Instructions for the task: Return the following records line for line, with every character unchanged.

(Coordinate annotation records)
┌──
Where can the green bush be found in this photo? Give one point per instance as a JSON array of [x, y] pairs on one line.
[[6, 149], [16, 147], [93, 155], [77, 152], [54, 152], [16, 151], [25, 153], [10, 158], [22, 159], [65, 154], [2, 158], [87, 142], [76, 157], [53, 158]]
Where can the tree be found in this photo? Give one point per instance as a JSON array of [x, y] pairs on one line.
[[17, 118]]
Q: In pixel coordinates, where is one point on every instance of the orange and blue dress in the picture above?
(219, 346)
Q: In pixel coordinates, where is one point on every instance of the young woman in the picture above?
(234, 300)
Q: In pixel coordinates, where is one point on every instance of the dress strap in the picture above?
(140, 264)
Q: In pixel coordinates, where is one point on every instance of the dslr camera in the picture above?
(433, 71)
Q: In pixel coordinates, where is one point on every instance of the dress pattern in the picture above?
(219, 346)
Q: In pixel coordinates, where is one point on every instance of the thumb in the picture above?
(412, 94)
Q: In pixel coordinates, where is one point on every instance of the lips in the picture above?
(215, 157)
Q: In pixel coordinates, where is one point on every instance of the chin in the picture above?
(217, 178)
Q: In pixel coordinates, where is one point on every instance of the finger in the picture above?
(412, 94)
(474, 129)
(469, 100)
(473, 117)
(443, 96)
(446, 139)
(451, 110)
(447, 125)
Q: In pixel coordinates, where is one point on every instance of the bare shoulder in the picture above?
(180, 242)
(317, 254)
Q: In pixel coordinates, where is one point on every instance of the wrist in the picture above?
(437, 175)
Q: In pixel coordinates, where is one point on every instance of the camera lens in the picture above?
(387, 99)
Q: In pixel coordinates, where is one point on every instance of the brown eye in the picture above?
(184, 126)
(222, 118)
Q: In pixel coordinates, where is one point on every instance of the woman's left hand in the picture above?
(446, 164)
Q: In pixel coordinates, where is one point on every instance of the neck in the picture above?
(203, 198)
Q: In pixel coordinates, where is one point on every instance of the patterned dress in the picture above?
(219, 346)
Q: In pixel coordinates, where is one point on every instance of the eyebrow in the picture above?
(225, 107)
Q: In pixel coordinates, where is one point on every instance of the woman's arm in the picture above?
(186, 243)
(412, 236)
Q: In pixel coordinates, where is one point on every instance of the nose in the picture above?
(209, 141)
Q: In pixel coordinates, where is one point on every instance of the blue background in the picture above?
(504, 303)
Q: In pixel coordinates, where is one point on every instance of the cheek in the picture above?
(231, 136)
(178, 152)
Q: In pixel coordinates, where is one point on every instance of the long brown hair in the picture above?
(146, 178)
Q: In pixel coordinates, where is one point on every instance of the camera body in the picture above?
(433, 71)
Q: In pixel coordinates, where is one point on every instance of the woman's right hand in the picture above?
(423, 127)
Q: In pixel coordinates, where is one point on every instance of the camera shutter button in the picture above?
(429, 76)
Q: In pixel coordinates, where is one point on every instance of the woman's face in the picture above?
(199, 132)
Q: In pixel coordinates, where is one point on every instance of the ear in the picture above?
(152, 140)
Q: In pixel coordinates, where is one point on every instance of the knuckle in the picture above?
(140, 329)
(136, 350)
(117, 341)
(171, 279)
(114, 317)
└──
Result:
Where can the green bush be found in this photo? Give one point per instance as a JSON array of [x, y] pairs on one line.
[[6, 149], [16, 147], [93, 155], [77, 152], [54, 152], [16, 151], [25, 153], [10, 158], [22, 159], [65, 154], [2, 158], [87, 142], [76, 157], [53, 158]]
Where can the tree be found in this photo? Give one point per instance as a JSON array of [x, y] pairs on one line.
[[17, 118]]
Q: In pixel coordinates, where is one point on every instance of the orange and blue dress in the picture above?
(219, 346)
Q: In pixel coordinates, where is one point on every instance of the young woman in the picture above?
(234, 300)
Q: In pixel coordinates, where is one point on every instance of the dress strap in the picture above?
(140, 264)
Q: In pixel coordinates, where is one point on every instance of the dslr camera in the picture above?
(433, 71)
Q: In pixel coordinates, where is one point on every instance of the dress pattern in the picture above?
(219, 346)
Q: In pixel coordinates, where is one point on every instance of the thumb in the picture above?
(412, 94)
Q: In pixel coordinates, where is one point on every instance of the lips in the picture above?
(215, 157)
Q: In pixel coordinates, where is one point on every instance of the chin in the picture above?
(217, 178)
Q: In pixel coordinates, where is one point on every instance of the finger in the picture above?
(412, 94)
(474, 129)
(469, 100)
(473, 117)
(443, 96)
(446, 139)
(451, 110)
(447, 125)
Q: In pixel coordinates, where is one point on every instance of the bare shoulder in the picture above?
(180, 242)
(317, 254)
Q: In pixel coordinates, where is one point on every instance of the wrist in the picture above?
(437, 175)
Q: In pixel coordinates, where is one point on every instance of the camera lens in the picture above?
(387, 99)
Q: In pixel coordinates, where is one point on every instance of the brown eye in the picture above?
(184, 126)
(222, 118)
Q: In pixel coordinates, where is one point on every instance of the woman's left hand in the picture above?
(446, 164)
Q: In pixel coordinates, where is one point on every instance of the neck in the picture above?
(203, 198)
Q: In pixel coordinates, where is one point on every instance of the patterned dress in the picture above?
(219, 346)
Q: In pixel coordinates, where is one point on every instance of the eyebrow in the picture above?
(225, 107)
Q: In pixel coordinates, where is one point on every instance of the woman's arm in the picture above?
(186, 243)
(412, 236)
Q: In pixel coordinates, where is one point on every instance of the nose in the picture above?
(209, 141)
Q: In pixel coordinates, where is one point on every instance of the blue background in the picture above?
(504, 303)
Q: In pixel coordinates, where is one point on every instance of the cheek in the picture above?
(231, 136)
(178, 152)
Q: In pixel coordinates, where is one point on every instance of the long brown hair in the picture above?
(146, 178)
Q: In pixel coordinates, where is one point on every instance of the camera body in the picture above?
(433, 71)
Q: In pixel coordinates, where is one point on every instance of the woman's right hand in the picture above?
(423, 127)
Q: In pixel coordinates, where is one point on every instance of the camera shutter button in the picture above?
(429, 76)
Q: In pixel coordinates, where is one point on every instance of the woman's face in the picture above?
(199, 132)
Q: In pixel coordinates, where is one point on every instance of the ear in the picture above?
(152, 140)
Q: In pixel coordinates, where is one point on every instance of the knuckle in the picture above?
(140, 329)
(136, 350)
(117, 341)
(171, 279)
(114, 317)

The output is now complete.